JOB:
Retype the listing that follows, exactly as written.

Location identification items
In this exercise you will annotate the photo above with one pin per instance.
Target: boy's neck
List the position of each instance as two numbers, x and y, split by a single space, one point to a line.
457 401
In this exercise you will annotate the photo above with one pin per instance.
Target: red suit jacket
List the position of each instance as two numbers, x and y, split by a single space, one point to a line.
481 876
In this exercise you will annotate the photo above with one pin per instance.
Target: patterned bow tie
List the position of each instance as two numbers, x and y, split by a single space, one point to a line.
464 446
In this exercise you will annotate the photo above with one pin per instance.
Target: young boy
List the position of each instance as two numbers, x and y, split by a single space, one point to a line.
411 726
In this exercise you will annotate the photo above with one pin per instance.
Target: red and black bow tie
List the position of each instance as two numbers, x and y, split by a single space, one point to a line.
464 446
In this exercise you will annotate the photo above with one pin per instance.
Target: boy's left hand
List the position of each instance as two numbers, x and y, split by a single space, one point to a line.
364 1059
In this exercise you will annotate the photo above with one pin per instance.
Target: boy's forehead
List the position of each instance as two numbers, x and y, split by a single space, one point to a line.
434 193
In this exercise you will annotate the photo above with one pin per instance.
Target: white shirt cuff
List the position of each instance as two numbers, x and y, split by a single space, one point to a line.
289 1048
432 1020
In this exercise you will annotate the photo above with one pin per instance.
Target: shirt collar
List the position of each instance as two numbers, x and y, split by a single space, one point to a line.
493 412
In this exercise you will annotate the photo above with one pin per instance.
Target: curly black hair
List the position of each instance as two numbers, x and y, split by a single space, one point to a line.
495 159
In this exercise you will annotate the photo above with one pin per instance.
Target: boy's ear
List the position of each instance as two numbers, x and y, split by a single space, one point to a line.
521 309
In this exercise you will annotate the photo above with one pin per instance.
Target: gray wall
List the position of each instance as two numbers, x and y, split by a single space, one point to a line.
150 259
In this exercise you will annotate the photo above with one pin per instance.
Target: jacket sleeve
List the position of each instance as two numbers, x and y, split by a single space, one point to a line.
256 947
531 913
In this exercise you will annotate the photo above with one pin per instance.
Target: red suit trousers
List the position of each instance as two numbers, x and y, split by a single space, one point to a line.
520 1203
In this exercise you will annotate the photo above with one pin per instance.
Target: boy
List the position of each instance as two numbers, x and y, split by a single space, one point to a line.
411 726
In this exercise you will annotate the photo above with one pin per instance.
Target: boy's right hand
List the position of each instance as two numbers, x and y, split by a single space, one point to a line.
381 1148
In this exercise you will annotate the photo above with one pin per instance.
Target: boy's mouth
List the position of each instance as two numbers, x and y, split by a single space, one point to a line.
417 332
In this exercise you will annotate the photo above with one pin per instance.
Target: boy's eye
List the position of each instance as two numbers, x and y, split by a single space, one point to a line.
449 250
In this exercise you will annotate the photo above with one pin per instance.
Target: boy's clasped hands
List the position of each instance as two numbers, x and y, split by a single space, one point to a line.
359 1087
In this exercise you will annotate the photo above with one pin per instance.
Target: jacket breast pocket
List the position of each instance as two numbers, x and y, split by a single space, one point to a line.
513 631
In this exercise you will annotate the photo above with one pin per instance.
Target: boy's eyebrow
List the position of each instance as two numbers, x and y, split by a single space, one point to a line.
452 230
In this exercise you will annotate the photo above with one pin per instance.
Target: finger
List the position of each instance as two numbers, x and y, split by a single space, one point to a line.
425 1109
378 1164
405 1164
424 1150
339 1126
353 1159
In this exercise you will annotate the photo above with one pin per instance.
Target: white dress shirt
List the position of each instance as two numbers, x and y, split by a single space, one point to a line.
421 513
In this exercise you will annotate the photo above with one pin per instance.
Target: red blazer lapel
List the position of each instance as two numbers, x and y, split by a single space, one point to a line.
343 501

FINISHED EXERCISE:
In this exercise you will annotate the photo above with one pin per instance.
Target: boy's neck
List the position of each instance as two numbers, x and y, split by a single space, one point to a line.
457 401
In this exercise you will annotate the photo above with one pin per instance.
Target: red suit jacket
List the position of each instance as two numbers, x and y, split by a single space, one point to a line.
481 876
In this exercise you will annotate the photo above with one pin per instance.
Target: patterned bow tie
List the position of each instance as two numbers, x and y, split by a single space, one point to a line.
464 446
In this exercise you will annotate the photo above with one pin per instance.
Target: young boy
List the position of each instance as two numbers, x and y, split by a single space, one point to a line.
411 726
In this exercise you will annotate the photo above with one pin per instance.
Target: red and black bow tie
List the position of each instance as two numbers, x and y, split by a single space, one point to a line.
464 446
In this exercise you will annotate the photo above with one pin per instance.
Target: boy's left hand
List the position of each instance as two numbers, x and y, split by a single space, one point to a line.
364 1059
In this exercise you will annotate the photo above with one pin per instance.
Target: boy's forehead
List the position of each instance as two numbers, x and y, split by a single space, one point to a line.
434 193
In this exercise you will annotate the photo above with one pin per instance.
Target: white shirt cuff
List the position of each instance as two numbers, x and y, split by a single space, one point to a line.
289 1048
432 1020
In this exercise you will annotate the photo above with one pin per instance.
Target: shirt collar
List the position of each instance as two numbers, x and y, split by a single space, one point to a line.
493 412
In this exercise you will annotate the photo above with one pin per instance.
Target: curly black hair
List the position of each instance as two numbers, x and y, split by a single space, one point to a line.
495 159
In this exercise you will annotate the photo above with one pin per instance.
Target: boy's ear
List the position of each instance as two numbers, x and y, split by a single space, one point to a line.
521 309
In this exercise you will annotate the photo above with one pin per instance.
Target: gray wall
List the position of each instance as two numbers, x and y, split by a single space, one point to a line.
150 259
In this exercise you will annotate the photo above with one pin per instance.
Target: jacket sleeve
List the position of each instance as two numbers, x and y, split by a single space, one point to a line.
256 947
531 913
In this exercise you will annotate the photo above with one pin per instance.
Target: red suit trousers
List the position of each instance as two numbers, x and y, split by a single space, one point to a line.
520 1203
In this exercise you will annotate the photo above with one pin per instance.
Target: boy
List the position of each instance as two numbers, x and y, split by a single space, one point to a line.
411 726
In this exercise you will annotate the photo above with one pin per instance.
Target: boy's right hand
List the position of each instance as two numbers, x and y, split by a single space, one point to a line.
381 1148
In this exercise you will annotate the photo above with one pin per instance.
Target: boy's mouth
List the position of each instance as two numbers, x and y, split by a single space, one point to a line.
417 332
In this exercise you will annotate the photo above with one pin per instance.
Target: boy's eye
List the position of each instance as two numbers, x and y, split by a single space, one point to a line.
449 250
In this exercise you will annotate the photo above with one pin per instance.
Target: boy's clasped hands
List the position of each instance as two numbers, x and y, split by a single space, one point to a line.
359 1087
In this exercise you will annotate the photo above with one pin per instance.
Target: jacket breast pocket
List the position of each instance as two numbers, x and y, split by a single space, one point to a line.
513 631
In this exercise you will annotate the photo above with one pin per instance.
Target: boy's eyebrow
List the position of each instance as two numbers, x and y, split by a single space, one point to a line.
452 230
In this exercise you will annotate the photo above with one pin per instance.
Target: finger
List the position of each instance as two numbers, x and y, split by a single space, one point to a line.
425 1109
378 1164
405 1164
424 1150
339 1126
353 1159
In this exercise you will annotate the photo above with one pin per instance.
Target: white dress shirt
List the position of each instance as two numbers, x and y, split by a single space, one point to a line.
421 513
In this exercise you will annotate the photo above with one pin per instance.
Target: red blazer lapel
List the position of each instance as two numbers, x and y, split by a single space, one point to a line.
343 501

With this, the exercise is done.